Data items:
#####

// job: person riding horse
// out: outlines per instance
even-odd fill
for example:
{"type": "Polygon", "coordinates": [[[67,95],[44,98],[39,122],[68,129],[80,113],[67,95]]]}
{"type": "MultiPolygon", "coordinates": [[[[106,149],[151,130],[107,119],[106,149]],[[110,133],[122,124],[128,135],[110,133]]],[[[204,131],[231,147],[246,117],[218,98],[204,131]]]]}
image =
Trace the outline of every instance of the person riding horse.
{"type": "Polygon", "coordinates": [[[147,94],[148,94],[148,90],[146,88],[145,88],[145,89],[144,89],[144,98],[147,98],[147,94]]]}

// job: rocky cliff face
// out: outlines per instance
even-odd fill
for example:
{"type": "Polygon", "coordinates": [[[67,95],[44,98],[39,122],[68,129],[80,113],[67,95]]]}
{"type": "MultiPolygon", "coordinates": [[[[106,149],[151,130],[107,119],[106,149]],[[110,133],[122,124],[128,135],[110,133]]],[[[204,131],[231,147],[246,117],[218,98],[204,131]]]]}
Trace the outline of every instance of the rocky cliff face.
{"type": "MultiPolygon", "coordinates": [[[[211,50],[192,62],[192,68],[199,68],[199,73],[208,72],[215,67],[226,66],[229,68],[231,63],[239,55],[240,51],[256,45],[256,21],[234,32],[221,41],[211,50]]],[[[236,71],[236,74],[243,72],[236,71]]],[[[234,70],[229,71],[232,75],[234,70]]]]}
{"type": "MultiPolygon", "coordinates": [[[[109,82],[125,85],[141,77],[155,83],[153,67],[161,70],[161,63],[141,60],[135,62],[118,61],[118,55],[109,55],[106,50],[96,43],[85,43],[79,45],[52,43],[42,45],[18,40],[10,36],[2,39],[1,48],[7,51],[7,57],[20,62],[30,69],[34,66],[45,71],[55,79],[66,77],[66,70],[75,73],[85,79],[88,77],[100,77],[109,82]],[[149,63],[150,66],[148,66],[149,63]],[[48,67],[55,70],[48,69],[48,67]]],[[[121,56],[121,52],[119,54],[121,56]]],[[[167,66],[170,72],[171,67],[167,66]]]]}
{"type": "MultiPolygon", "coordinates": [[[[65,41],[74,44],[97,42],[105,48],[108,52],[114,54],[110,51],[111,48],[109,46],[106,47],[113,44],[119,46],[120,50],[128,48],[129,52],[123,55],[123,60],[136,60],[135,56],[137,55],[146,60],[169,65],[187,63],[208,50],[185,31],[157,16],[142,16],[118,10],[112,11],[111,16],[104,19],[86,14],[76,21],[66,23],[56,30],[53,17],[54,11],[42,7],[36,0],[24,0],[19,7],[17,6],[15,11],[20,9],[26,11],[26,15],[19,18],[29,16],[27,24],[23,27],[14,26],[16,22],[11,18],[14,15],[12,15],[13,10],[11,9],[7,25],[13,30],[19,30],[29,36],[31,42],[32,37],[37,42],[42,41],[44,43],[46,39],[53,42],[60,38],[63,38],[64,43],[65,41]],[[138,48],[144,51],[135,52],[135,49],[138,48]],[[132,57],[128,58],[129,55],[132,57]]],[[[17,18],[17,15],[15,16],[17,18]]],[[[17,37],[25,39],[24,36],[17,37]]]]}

#####

Return every line of the records above unchanged, from the first line to the last.

- _Solution to this problem_
// job: person riding horse
// out: outlines per instance
even-odd fill
for example:
{"type": "Polygon", "coordinates": [[[67,95],[44,98],[39,122],[68,129],[80,113],[67,95]]]}
{"type": "MultiPolygon", "coordinates": [[[[106,149],[151,130],[107,119],[106,149]],[[110,133],[122,124],[128,135],[110,133]]],[[[204,131],[231,147],[246,117],[218,98],[204,131]]]]}
image =
Trace the outline of every instance of the person riding horse.
{"type": "Polygon", "coordinates": [[[147,94],[148,94],[148,90],[146,88],[145,88],[145,89],[144,89],[144,98],[147,98],[147,94]]]}

// job: rocky cliff face
// out: outlines per instance
even-odd fill
for example:
{"type": "Polygon", "coordinates": [[[67,95],[44,98],[39,122],[68,129],[80,113],[67,95]]]}
{"type": "MultiPolygon", "coordinates": [[[[106,149],[151,130],[107,119],[106,149]],[[110,133],[122,124],[128,135],[110,133]]],[[[204,131],[231,147],[246,117],[218,98],[204,131]]]]}
Trace the outline of every instance of the rocky cliff face.
{"type": "MultiPolygon", "coordinates": [[[[211,50],[192,62],[192,68],[199,68],[199,73],[208,72],[215,67],[226,66],[229,68],[231,63],[239,55],[240,51],[256,45],[256,21],[234,32],[221,41],[211,50]]],[[[236,71],[236,74],[243,72],[236,71]]],[[[234,70],[229,71],[232,75],[234,70]]]]}
{"type": "MultiPolygon", "coordinates": [[[[109,82],[125,85],[141,77],[155,83],[153,67],[161,70],[161,63],[141,60],[135,62],[118,61],[118,55],[109,55],[106,50],[96,43],[85,43],[79,45],[52,43],[42,45],[18,40],[10,36],[2,39],[1,48],[7,51],[7,57],[20,62],[30,69],[34,66],[45,71],[55,79],[66,77],[66,70],[75,73],[85,79],[88,77],[100,77],[109,82]],[[149,63],[150,66],[148,66],[149,63]],[[48,67],[55,70],[48,69],[48,67]]],[[[121,56],[121,52],[119,54],[121,56]]],[[[167,66],[170,72],[171,67],[167,66]]]]}
{"type": "MultiPolygon", "coordinates": [[[[65,41],[74,44],[97,42],[105,48],[108,52],[114,54],[110,51],[111,48],[109,46],[106,47],[113,44],[119,46],[120,50],[128,48],[129,52],[123,55],[123,60],[136,60],[135,56],[137,55],[146,60],[169,65],[187,63],[208,50],[185,31],[157,16],[142,16],[118,10],[112,11],[111,16],[104,19],[86,14],[76,21],[66,23],[56,30],[53,17],[54,11],[42,7],[36,0],[24,0],[19,7],[17,6],[15,11],[20,9],[26,11],[26,15],[19,18],[29,16],[27,24],[23,27],[14,26],[16,22],[11,18],[14,15],[12,15],[13,10],[11,9],[7,25],[13,30],[19,30],[29,36],[31,42],[32,37],[37,42],[42,41],[44,43],[46,39],[53,42],[60,38],[63,38],[64,43],[65,41]],[[138,48],[144,51],[135,52],[135,49],[138,48]],[[132,57],[128,58],[129,55],[132,57]]],[[[17,18],[17,15],[15,16],[17,18]]],[[[17,37],[25,39],[24,36],[17,37]]]]}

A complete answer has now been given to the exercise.